SET PROBLEM:
From the listing below, extract each line that contains the word "query", reproducing every such line in full and in its original order.

── MATERIAL PROVIDED

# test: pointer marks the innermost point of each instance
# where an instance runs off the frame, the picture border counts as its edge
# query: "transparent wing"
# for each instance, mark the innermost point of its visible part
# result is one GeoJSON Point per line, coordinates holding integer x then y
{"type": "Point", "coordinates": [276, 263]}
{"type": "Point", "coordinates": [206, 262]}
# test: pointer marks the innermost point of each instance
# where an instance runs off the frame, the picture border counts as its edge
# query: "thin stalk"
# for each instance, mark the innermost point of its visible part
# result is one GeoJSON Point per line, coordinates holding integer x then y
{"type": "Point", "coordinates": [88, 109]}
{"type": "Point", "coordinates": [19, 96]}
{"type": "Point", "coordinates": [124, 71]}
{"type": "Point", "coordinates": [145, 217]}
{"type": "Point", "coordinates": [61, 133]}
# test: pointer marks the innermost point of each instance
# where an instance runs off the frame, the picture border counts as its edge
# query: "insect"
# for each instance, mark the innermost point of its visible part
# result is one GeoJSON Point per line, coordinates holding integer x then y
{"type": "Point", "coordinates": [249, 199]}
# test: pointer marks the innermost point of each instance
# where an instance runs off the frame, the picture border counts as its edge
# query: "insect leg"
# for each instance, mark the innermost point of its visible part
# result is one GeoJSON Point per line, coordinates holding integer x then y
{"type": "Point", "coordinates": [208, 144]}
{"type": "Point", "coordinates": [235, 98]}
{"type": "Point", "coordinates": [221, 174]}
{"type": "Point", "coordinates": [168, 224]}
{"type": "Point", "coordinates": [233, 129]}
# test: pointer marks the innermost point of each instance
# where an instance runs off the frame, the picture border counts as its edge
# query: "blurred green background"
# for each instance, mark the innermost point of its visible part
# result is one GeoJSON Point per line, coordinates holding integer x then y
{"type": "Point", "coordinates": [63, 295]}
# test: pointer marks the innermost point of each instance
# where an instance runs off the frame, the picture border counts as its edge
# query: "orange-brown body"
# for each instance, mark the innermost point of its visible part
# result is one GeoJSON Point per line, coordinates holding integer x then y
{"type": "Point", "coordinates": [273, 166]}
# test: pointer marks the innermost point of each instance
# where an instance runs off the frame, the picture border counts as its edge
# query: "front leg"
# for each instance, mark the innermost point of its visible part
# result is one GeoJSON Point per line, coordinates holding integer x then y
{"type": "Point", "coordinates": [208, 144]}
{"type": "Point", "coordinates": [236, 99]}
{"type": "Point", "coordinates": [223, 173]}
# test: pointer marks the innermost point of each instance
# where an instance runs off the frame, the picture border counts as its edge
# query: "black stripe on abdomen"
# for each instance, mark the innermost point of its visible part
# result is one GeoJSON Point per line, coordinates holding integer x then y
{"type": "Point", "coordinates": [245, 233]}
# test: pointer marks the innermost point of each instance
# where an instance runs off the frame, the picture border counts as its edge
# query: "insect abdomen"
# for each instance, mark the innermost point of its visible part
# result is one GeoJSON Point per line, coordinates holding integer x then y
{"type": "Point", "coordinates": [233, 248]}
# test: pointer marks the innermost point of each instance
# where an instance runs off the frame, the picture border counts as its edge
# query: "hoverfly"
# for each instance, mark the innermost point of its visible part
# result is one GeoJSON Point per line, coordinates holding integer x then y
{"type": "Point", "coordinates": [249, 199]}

────

RESULT:
# query: "transparent wing"
# query: "thin stalk"
# query: "insect"
# query: "insect leg"
# query: "blurred green background"
# query: "orange-brown body"
# query: "front leg"
# query: "black stripe on abdomen"
# query: "insect abdomen"
# query: "hoverfly"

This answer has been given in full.